TASK TO CARRY OUT >>
Print out every record exactly as it appears.

Excerpts from point annotation data >>
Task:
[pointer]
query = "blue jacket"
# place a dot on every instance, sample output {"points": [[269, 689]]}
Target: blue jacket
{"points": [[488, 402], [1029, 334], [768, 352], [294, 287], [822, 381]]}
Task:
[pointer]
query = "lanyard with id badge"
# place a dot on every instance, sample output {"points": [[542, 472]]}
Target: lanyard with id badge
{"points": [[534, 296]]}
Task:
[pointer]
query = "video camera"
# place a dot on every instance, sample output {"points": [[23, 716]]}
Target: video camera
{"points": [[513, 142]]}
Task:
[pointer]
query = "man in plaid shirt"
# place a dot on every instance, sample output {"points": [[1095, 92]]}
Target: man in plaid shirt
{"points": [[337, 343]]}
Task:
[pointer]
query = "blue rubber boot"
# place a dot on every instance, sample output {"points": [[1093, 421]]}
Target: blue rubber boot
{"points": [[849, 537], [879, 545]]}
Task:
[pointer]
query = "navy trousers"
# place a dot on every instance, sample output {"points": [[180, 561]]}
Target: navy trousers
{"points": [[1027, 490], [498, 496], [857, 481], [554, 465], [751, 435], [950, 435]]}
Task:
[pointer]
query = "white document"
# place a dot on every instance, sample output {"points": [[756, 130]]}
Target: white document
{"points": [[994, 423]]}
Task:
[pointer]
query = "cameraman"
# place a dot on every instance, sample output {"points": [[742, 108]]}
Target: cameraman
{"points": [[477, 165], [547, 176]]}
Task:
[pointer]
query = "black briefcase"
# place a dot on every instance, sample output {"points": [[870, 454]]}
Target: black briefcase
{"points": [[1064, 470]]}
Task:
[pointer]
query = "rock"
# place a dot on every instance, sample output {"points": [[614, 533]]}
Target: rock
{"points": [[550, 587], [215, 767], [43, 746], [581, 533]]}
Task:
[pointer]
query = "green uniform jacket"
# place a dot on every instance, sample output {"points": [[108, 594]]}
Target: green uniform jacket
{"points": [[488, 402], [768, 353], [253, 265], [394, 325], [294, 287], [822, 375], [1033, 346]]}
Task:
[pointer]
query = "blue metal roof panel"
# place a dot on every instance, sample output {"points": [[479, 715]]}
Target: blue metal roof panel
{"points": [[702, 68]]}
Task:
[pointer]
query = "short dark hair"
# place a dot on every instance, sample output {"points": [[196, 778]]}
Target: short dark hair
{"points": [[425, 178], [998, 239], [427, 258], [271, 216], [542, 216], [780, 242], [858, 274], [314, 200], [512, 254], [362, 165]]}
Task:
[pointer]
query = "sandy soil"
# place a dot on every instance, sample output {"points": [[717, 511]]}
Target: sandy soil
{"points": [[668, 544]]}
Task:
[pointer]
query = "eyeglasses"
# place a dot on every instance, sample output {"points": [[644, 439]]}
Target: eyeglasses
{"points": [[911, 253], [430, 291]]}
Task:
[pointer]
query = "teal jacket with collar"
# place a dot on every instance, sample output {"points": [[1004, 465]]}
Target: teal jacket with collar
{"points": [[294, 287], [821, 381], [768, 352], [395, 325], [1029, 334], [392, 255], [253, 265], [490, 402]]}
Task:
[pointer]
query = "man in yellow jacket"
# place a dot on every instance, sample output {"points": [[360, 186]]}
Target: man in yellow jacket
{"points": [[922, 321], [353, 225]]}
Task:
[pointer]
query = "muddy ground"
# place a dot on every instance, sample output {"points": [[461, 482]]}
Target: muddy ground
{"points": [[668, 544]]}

FINAL RESULT >>
Task:
[pointer]
query = "blue jacket"
# place a dot on every instance, sample output {"points": [[269, 689]]}
Target: blue jacket
{"points": [[488, 402], [1029, 334], [768, 352], [294, 287], [822, 381]]}
Task:
[pointer]
query = "lanyard with id badge"
# place a dot on every instance, sample output {"points": [[542, 472]]}
Target: lanyard with id badge
{"points": [[534, 296]]}
Task:
[pointer]
query = "video camera"
# place a dot on every instance, sample output {"points": [[23, 716]]}
Target: video camera
{"points": [[513, 142]]}
Task:
[pointer]
query = "man in plaid shirt"
# place a dot on every instance, sample output {"points": [[1095, 92]]}
Target: man in plaid shirt
{"points": [[337, 343]]}
Task:
[pointer]
query = "blue rubber boot"
# place a dot on every instance, sample output {"points": [[1093, 421]]}
Target: blue rubber boot
{"points": [[849, 537], [879, 545]]}
Task:
[pointer]
query = "navy trousers"
# place a dot on every instance, sample output {"points": [[180, 561]]}
Target: navy trousers
{"points": [[1027, 490], [498, 496], [857, 481], [554, 465], [751, 435], [950, 435]]}
Task:
[pointer]
query = "white document"
# place a dot on every instance, sample output {"points": [[756, 130]]}
Target: white document
{"points": [[994, 423]]}
Task:
[pointer]
query = "cameraman"
# place a dot on every instance, sample output {"points": [[742, 108]]}
Target: cameraman
{"points": [[477, 165], [547, 176]]}
Task:
[pointer]
query = "black briefcase"
# place a dot on every instance, sample output {"points": [[870, 454]]}
Target: black briefcase
{"points": [[1064, 470]]}
Task:
[pointer]
query = "rock"
# place a dot on every instance, sample output {"points": [[614, 533]]}
Target: rock
{"points": [[550, 587], [215, 767], [43, 746], [581, 533]]}
Task:
[pointer]
query = "green uniform jacket"
# place a dot on every instance, sample output {"points": [[108, 594]]}
Target: green uniform jacket
{"points": [[488, 402], [768, 353], [253, 265], [394, 325], [294, 287], [822, 375], [1033, 346]]}
Task:
[pointer]
query = "blue metal roof panel"
# place a dot on every instance, sample output {"points": [[479, 715]]}
Target: blue metal roof panel
{"points": [[702, 68]]}
Task:
[pointer]
query = "short dark hair"
# place a dot on every instance, sample output {"points": [[196, 778]]}
Target: short dark hair
{"points": [[425, 178], [998, 239], [427, 258], [271, 216], [542, 216], [780, 242], [858, 274], [314, 200], [512, 254], [362, 165]]}
Task:
[pointer]
query = "sandy soil"
# place a dot on every instance, sample output {"points": [[717, 511]]}
Target: sandy soil
{"points": [[668, 544]]}
Task:
[pointer]
query = "eyeglasses"
# place a dot on every instance, sample output {"points": [[644, 439]]}
Target: eyeglasses
{"points": [[911, 253], [430, 291]]}
Task:
[pointer]
query = "teal jacket with collar"
# place a dot on every instance, sample output {"points": [[1004, 465]]}
Target: teal jacket with collar
{"points": [[294, 287], [821, 381], [768, 352], [395, 325], [1029, 334], [392, 255], [253, 265], [490, 402]]}
Task:
[pointer]
query = "man in yellow jacket"
# place a dot on every instance, sample output {"points": [[360, 186]]}
Target: man in yellow jacket
{"points": [[922, 321], [353, 225]]}
Task:
[pointer]
query = "muddy ground"
# place a dot on every instance, sample output {"points": [[461, 482]]}
Target: muddy ground
{"points": [[668, 544]]}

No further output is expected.